■ **TASK INSTRUCTIONS**:
Write the next part of the article below about the partnership's autism and behavior programs for children, starting after its last sentence.

SOURCE DOCUMENT section start

Now, in addition to the long-standing behavior supports program, the partnership features an Applied Behavior Analysis (ABA) autism program, the ECI program, and a social skills program that is geared up to start this spring.

Both the ABA and ECI programs provide children from low-income families with free or reduced-cost behavior services in the home. Both approach therapy in a naturalistic manner, although ECI tends to involve more on-the-go parental interaction.

“With the autism program we do a formal assessment and then put together individualized programs from that assessment,” said Laura Rojeski, a doctoral student in special education and manager of the ABA program. “We might have 10 to 30 goals for a kid depending on his level of functioning, and we’re working on those and taking data on those. We’re always trying to do things in a more naturalistic way, making sure we’re not just sitting at a table, but with our 3-6 year-old population it’s a bit more structured.”

“With the ECI program it’s mandated by law that the parents must be part of the training,” said Gevarter. “It has to be what’s called ‘vetted instruction.’ If the natural routine for mom is to play for 20 minutes, have snack time, and then go outside, we’re following that. We’re not saying to mom, ‘Hey, this is what we’re going to do.’ We’re figuring out how we can work within routines that are already happening.”

The success stories that stem from these programs are manifold.

“We used to not hear from families,” said Vega, “but now we hear from them all the time. We have individuals who are using zero ability to communicate verbally who start working with these clinicians and a few months later they have a vocabulary of 20 words.”

Cassandra Medrano is just one parent who has seen life-changing positive results. Her four-year-old son Andrew has been involved with the ATCIC program for more than a year, and in that time has progressed from being almost completely non-verbal to signing and talking more frequently. Thanks to the hands-on therapy his behavior issues have also quieted.
“He’s actually around other kids without temper tantrums,” said Medrano. “Now he’s side by side with them. He doesn’t lash out. He’s able to attend school and actually sit down for a good five to ten minutes and do activities.”

SOURCE DOCUMENT section end
RECORDS section start

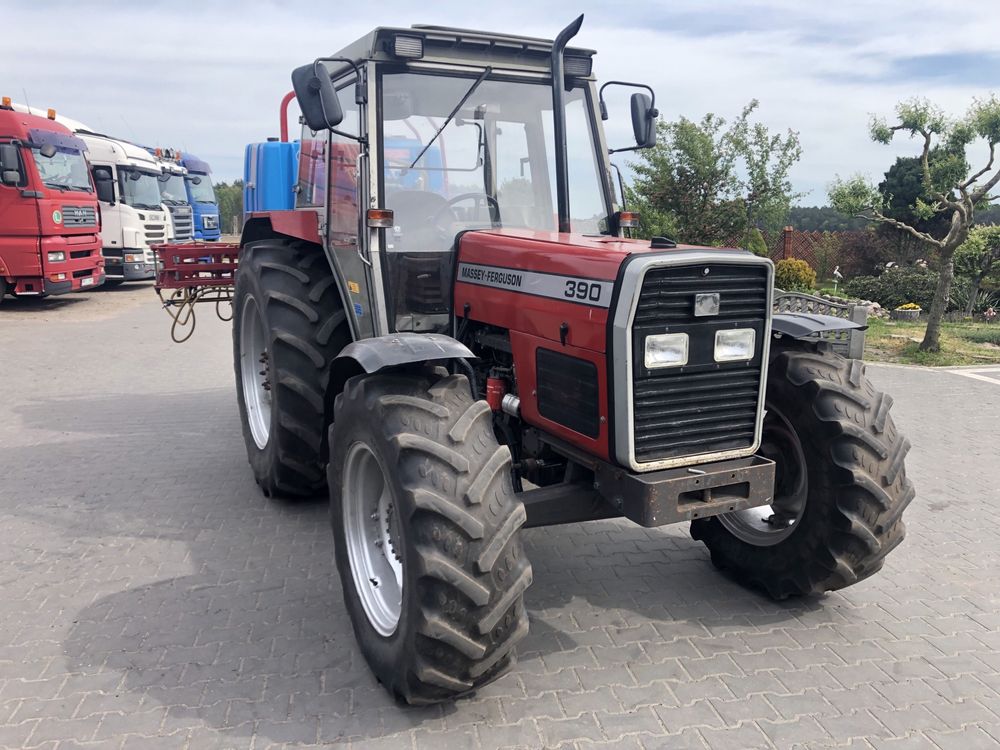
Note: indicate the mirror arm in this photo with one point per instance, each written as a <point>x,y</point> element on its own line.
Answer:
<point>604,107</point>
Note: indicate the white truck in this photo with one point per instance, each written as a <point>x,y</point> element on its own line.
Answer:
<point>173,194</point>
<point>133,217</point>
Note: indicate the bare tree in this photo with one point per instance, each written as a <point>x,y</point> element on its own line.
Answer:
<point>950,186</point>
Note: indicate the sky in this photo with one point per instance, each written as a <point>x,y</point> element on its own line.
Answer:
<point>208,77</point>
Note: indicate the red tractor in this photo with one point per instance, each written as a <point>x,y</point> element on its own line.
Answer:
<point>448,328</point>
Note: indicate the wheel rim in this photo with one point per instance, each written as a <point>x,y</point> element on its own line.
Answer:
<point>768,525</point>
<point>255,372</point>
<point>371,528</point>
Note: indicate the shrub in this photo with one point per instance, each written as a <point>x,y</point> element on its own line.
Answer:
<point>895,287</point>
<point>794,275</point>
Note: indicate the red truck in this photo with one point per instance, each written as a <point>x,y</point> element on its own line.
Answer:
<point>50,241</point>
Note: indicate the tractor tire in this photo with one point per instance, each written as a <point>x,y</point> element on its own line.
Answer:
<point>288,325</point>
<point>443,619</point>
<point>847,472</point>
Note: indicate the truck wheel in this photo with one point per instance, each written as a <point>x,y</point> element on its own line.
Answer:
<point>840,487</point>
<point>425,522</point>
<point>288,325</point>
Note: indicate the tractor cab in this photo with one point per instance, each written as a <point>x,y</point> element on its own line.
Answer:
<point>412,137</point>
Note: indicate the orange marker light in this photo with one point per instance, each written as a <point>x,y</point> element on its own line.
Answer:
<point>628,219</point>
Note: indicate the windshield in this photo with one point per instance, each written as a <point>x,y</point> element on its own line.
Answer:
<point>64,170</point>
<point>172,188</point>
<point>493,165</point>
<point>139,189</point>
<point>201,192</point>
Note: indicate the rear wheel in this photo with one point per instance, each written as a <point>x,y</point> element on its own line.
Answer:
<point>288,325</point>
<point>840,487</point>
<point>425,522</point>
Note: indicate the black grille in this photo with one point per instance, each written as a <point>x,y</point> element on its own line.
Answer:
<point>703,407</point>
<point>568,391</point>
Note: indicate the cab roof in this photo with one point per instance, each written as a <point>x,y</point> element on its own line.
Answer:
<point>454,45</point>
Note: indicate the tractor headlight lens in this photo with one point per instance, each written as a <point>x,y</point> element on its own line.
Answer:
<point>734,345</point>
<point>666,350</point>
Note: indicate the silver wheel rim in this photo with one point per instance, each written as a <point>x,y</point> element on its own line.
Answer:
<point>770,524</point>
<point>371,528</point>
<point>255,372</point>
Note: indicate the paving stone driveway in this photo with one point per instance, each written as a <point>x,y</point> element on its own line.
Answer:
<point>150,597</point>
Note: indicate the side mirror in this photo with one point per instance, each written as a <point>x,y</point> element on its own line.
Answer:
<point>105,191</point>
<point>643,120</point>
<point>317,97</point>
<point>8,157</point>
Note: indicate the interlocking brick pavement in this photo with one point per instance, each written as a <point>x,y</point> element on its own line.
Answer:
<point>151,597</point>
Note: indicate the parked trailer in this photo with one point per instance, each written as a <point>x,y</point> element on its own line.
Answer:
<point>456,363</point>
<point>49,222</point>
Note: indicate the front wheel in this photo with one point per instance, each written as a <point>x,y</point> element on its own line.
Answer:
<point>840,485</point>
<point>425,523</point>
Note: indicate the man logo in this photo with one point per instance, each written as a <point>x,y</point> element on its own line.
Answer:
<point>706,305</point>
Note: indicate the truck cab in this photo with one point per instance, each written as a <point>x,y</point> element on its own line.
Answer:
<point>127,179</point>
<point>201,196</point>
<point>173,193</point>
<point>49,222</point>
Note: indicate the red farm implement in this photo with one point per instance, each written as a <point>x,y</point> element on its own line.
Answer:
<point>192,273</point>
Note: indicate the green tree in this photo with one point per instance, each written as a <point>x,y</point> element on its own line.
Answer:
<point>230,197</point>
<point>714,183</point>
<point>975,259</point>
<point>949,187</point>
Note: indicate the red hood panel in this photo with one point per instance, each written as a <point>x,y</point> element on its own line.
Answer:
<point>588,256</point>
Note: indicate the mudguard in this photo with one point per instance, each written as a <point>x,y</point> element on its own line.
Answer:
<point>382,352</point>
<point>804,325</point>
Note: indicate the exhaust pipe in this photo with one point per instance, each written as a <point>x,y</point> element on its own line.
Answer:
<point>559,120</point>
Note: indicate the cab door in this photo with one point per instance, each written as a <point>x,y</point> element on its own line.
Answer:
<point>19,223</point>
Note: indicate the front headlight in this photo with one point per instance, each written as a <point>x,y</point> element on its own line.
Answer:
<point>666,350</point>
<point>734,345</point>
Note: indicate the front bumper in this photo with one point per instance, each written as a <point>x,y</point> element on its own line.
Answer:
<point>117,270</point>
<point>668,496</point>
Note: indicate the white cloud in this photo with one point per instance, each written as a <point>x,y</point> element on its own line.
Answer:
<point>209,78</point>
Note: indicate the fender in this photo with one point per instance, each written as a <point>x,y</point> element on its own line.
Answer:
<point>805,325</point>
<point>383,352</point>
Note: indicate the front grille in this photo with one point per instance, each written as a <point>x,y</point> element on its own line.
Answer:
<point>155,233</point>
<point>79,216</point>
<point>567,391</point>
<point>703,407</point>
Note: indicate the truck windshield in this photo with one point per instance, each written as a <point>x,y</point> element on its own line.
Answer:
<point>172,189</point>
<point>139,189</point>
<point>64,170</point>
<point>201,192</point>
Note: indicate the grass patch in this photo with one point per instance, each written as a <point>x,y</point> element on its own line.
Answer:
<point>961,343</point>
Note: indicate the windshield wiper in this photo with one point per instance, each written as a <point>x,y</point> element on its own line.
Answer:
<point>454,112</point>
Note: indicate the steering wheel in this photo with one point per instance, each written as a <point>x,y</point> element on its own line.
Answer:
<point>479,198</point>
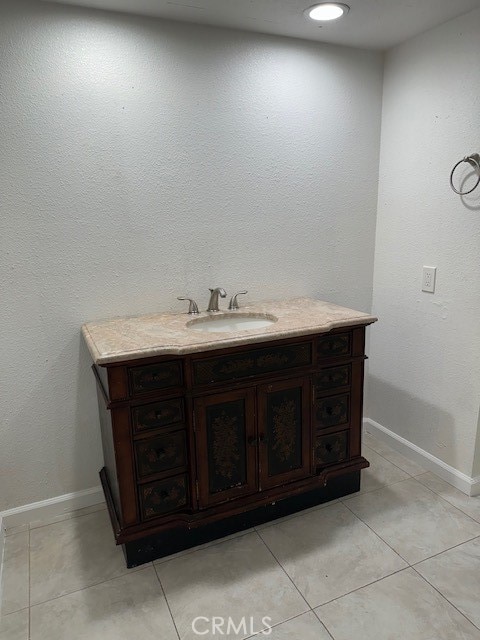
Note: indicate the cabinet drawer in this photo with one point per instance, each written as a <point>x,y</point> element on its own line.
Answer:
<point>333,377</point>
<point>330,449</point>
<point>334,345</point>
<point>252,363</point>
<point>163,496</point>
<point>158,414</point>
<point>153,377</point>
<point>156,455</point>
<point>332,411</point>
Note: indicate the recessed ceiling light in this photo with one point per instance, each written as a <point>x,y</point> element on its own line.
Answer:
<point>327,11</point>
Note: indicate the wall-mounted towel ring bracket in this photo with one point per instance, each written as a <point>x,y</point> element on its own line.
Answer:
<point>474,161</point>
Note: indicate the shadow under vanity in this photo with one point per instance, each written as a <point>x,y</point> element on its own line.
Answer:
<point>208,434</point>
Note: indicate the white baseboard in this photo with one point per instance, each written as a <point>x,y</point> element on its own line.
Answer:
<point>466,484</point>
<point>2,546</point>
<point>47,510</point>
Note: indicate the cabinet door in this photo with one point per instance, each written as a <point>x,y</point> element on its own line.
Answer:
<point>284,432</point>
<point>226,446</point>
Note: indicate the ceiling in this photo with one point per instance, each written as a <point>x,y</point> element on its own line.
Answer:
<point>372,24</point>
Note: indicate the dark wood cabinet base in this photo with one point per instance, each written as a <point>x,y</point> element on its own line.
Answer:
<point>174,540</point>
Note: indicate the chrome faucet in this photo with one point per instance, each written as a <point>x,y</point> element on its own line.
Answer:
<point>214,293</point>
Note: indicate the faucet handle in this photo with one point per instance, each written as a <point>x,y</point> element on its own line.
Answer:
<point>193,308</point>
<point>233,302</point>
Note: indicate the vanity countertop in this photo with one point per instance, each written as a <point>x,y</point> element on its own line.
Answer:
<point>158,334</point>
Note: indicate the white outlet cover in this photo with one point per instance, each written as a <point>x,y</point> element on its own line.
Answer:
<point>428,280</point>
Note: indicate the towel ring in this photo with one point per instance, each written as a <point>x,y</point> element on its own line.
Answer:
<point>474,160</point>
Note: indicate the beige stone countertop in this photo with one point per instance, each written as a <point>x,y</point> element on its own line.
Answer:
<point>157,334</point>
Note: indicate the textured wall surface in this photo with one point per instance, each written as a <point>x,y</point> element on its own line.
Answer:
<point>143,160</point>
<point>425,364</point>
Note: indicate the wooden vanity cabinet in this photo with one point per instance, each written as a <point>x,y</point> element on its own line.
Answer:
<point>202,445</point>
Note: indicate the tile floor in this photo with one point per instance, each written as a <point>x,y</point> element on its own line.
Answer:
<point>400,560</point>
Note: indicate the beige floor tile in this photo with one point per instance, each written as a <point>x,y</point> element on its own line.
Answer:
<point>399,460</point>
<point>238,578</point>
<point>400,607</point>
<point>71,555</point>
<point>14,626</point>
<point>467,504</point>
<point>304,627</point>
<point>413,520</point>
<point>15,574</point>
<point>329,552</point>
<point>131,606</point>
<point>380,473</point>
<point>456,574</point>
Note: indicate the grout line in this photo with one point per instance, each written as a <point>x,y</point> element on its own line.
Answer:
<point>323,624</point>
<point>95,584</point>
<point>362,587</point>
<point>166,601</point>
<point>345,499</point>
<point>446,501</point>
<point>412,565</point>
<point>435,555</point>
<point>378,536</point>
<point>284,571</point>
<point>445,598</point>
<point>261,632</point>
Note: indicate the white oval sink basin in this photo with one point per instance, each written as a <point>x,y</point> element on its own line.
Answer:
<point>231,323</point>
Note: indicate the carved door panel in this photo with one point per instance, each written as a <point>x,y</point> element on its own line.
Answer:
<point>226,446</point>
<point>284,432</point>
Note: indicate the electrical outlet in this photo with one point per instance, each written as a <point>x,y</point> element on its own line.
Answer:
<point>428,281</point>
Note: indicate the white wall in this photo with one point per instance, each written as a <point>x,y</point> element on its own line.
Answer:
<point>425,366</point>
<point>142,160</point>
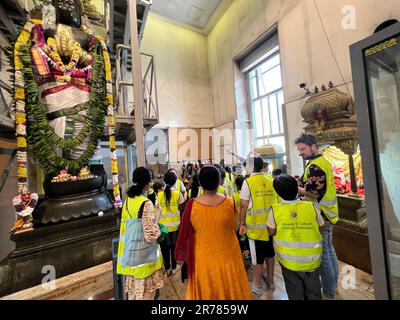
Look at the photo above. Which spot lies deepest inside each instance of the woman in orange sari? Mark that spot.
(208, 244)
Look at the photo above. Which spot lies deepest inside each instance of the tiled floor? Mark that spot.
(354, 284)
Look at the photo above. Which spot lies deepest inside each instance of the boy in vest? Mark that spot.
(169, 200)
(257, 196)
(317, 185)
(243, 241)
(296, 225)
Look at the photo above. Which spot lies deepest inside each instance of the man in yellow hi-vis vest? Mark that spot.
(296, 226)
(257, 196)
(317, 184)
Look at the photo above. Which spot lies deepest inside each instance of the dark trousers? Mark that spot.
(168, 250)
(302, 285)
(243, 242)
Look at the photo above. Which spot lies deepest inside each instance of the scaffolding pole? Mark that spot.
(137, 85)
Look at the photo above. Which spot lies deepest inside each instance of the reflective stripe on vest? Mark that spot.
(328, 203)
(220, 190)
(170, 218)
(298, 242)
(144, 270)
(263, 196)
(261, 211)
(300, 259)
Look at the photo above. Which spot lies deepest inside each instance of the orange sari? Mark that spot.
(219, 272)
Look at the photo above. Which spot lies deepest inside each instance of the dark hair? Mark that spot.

RECORDS section end

■ **RESPONSE TO THIS TASK**:
The relationship O’Reilly describes is beneficial to all involved. ATCIC’s stretched-thin staff gets much-needed support; doctoral students receive leadership and supervision opportunities; masters students gain learning opportunities and a chance to complete work toward their Behavior Analyst Certification; and the Department of Special Education builds research partnerships that help advance the field from an educational perspective. Most important, families struggling with the issue of autism are granted a ray of hope and a measure of success.

“We get excited to see the kids making progress, such as speaking their first word or using a communication device,” said Rojeski. “But sometimes parent’s reaction to that progress is the greatest thing. Seeing how excited the parent becomes when they watch their kid communicate, learn new skills and do something without behavior issues, that’s just incredible.”

In keeping with The University of Texas at Austin’s motto, “What starts here changes the world,” the unique Department of Special Education/ATCIC partnership’s influence has extended well beyond Travis County.

“It’s not just the here and now in terms of training,” said Dr. O’Reilly. “Doctoral students have flown out of here and have been very successful in terms of getting jobs at universities all around the nation and replicating this program.”